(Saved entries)
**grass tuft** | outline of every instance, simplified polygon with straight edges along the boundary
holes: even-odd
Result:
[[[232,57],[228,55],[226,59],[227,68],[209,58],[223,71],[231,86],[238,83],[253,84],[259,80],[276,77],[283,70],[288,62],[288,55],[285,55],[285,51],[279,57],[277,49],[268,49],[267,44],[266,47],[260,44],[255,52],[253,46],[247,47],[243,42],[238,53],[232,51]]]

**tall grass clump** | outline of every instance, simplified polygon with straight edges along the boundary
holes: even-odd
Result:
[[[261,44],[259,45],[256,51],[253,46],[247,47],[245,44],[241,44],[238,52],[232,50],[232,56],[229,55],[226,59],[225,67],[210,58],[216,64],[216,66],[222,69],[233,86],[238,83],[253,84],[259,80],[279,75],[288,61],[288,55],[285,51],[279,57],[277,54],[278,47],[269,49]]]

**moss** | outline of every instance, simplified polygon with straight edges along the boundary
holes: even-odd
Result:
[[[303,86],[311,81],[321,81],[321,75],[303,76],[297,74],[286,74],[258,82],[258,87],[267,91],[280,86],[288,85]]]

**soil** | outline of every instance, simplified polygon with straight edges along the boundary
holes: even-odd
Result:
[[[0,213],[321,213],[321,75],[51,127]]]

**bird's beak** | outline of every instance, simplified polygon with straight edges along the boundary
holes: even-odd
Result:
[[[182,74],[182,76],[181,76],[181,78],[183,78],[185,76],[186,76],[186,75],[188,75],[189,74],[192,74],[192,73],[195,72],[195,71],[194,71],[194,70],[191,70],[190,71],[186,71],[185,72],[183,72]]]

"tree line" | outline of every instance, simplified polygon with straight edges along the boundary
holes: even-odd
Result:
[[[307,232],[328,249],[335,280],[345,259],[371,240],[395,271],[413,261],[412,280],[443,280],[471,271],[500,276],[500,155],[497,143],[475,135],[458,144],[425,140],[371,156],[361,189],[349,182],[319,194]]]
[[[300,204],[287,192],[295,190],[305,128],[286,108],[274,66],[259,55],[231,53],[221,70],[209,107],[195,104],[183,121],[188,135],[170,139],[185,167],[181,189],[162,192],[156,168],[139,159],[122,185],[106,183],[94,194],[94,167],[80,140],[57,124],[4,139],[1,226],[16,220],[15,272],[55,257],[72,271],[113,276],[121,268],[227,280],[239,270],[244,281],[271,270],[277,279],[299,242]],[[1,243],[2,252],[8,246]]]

THE TASK: Using the material above, print every entry exactly as written.

EXERCISE ANSWER:
**grass tuft** | outline of every instance, simplified polygon with straight edges along the boundary
holes: even-odd
Result:
[[[232,57],[228,55],[226,59],[227,68],[209,58],[223,71],[231,86],[238,83],[253,84],[259,80],[276,77],[283,70],[288,62],[288,55],[285,55],[285,51],[279,57],[277,49],[268,49],[267,44],[266,47],[260,44],[255,52],[253,46],[247,47],[243,42],[238,53],[232,51]]]

**tall grass clump** | outline of every instance, simplified polygon with straight edges along the boundary
holes: even-odd
Result:
[[[261,44],[259,45],[256,51],[253,46],[247,47],[245,44],[241,44],[238,52],[232,50],[232,56],[229,55],[226,59],[225,67],[210,58],[216,64],[216,66],[222,69],[233,86],[238,83],[253,84],[259,80],[279,75],[288,61],[288,55],[285,51],[279,57],[277,54],[278,47],[269,49]]]

**moss** | outline of every instance, simplified polygon with straight edges along the boundary
holes: even-odd
Result:
[[[303,86],[311,81],[321,81],[321,75],[303,76],[297,74],[286,74],[258,82],[258,87],[267,91],[280,86],[288,85]]]

**soil** | outline of every instance, simplified polygon with straight edges along the boundary
holes: even-odd
Result:
[[[0,213],[321,213],[321,75],[51,127]]]

**bird's beak** | outline of every instance, simplified polygon with straight edges along the boundary
holes: even-odd
Result:
[[[182,74],[182,76],[181,76],[181,78],[183,78],[185,76],[186,76],[186,75],[188,75],[189,74],[192,74],[192,73],[195,72],[195,71],[194,71],[194,70],[191,70],[190,71],[186,71],[185,72],[183,72]]]

"tree line" | outline of every instance, simplified polygon with straight edges along the boundary
holes: even-odd
Result:
[[[307,232],[328,249],[335,280],[345,259],[371,240],[395,271],[413,261],[412,280],[443,280],[471,271],[500,276],[500,155],[497,143],[475,135],[458,144],[425,140],[371,156],[361,189],[349,182],[319,194]]]
[[[300,204],[287,192],[295,190],[305,128],[286,108],[274,66],[259,55],[231,53],[221,70],[209,107],[195,104],[183,121],[188,135],[170,139],[185,167],[181,189],[162,192],[156,168],[139,159],[122,185],[106,183],[94,194],[94,167],[80,140],[57,124],[4,139],[1,226],[16,220],[15,272],[55,257],[72,271],[113,276],[121,268],[227,280],[239,270],[244,281],[271,270],[277,279],[299,242]],[[1,243],[2,252],[8,246]]]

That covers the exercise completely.